─── EXERCISE MATERIALS

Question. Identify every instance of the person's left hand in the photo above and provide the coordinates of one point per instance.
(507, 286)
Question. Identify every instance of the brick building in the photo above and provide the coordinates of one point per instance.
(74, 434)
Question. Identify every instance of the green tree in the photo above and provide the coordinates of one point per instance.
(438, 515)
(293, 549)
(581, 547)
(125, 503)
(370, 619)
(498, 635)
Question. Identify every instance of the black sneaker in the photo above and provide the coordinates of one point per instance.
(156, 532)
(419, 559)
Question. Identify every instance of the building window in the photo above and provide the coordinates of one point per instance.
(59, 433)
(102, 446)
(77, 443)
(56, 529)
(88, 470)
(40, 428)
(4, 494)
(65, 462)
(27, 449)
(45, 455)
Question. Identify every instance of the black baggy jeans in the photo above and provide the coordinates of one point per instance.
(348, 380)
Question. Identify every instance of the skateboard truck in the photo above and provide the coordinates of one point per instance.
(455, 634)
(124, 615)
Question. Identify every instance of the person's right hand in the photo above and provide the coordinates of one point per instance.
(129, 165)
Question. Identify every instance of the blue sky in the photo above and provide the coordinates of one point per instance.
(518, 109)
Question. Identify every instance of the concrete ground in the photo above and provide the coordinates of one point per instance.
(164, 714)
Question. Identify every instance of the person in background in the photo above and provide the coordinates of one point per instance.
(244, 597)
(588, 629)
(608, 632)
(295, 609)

──────

## WHAT IS EXPECTED
Reproduce all of the data above, swapping each "Identify every instance of" for "Locate each occurrence of" and keeping every other part the same.

## EXERCISE ANSWER
Question. Locate each occurrence of the person's left hand in the photo above and provide the coordinates of one point per instance.
(507, 286)
Question. Locate each occurrence of the brick building in the photo above and provide the coordinates of one point per instance.
(74, 434)
Question. Locate each occurrence of the green tree in the photo above and provide the coordinates of one point per instance.
(438, 515)
(293, 549)
(581, 547)
(125, 503)
(370, 619)
(498, 635)
Question. Locate each occurrence of the black sneaker in the photo above and provide the coordinates of one point per instance.
(156, 532)
(419, 559)
Question. Locate each occurrence of the building window in the photo above and provide the coordinates of one point per instance.
(59, 433)
(102, 446)
(77, 443)
(56, 529)
(88, 470)
(40, 428)
(4, 494)
(65, 462)
(27, 449)
(45, 455)
Question. Locate each occurrence of the black baggy jeans in the photo above and provide the coordinates of one point per instance.
(348, 380)
Question. Locate each occurrence of the skateboard truck in the photo above and provide the coordinates of one point per instance.
(455, 634)
(124, 615)
Question. Locate each occurrence of the person's right hand in the photo above and provide the coordinates of one point per instance.
(129, 165)
Question. Locate each occurrence of the blue sky in the photo above and provide the coordinates of one point per instance.
(518, 109)
Question. Locate each occurrence of the concrete ground in the photo above and provide the coordinates of one point per instance.
(164, 714)
Question. Locate each occurrence of the person in background in the photo above and provide the coordinates of one point per instance.
(244, 597)
(588, 629)
(608, 632)
(295, 609)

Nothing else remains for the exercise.